**The exercise:**
Copy the records word for word, starting at the line that contains "Where can the person" and stopping after the final line of the records.

**Entries provided:**
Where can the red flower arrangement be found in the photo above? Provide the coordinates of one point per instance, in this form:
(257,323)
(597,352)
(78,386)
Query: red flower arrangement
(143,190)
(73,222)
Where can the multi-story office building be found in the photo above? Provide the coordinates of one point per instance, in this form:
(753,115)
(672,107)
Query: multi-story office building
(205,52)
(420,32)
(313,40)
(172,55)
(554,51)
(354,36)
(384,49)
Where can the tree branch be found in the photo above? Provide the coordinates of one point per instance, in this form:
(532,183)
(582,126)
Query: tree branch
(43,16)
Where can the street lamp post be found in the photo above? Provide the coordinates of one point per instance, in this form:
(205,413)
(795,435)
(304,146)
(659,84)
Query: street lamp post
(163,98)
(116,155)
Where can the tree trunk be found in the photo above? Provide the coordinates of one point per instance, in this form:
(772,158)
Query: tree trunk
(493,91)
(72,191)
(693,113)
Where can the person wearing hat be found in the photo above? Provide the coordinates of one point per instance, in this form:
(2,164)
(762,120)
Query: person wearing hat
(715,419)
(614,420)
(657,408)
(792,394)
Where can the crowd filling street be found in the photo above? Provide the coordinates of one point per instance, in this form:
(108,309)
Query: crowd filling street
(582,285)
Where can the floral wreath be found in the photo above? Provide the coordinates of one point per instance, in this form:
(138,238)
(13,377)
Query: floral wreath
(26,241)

**Answer to the task:**
Where can the person wearing hat be found in the photo above? Provide the coordinates of one point per instance, in this form:
(2,164)
(762,120)
Query: person wearing hat
(715,419)
(614,420)
(657,408)
(792,394)
Where can the crowd filling street be found in the photo above? Provide the coordinates of one point per instance, in this form:
(108,309)
Query: crowd filling street
(582,285)
Where can the floral wreath be found in the photo above? Provide the coordinates of one point per instance, in this form:
(138,238)
(13,377)
Query: floral wreath
(26,241)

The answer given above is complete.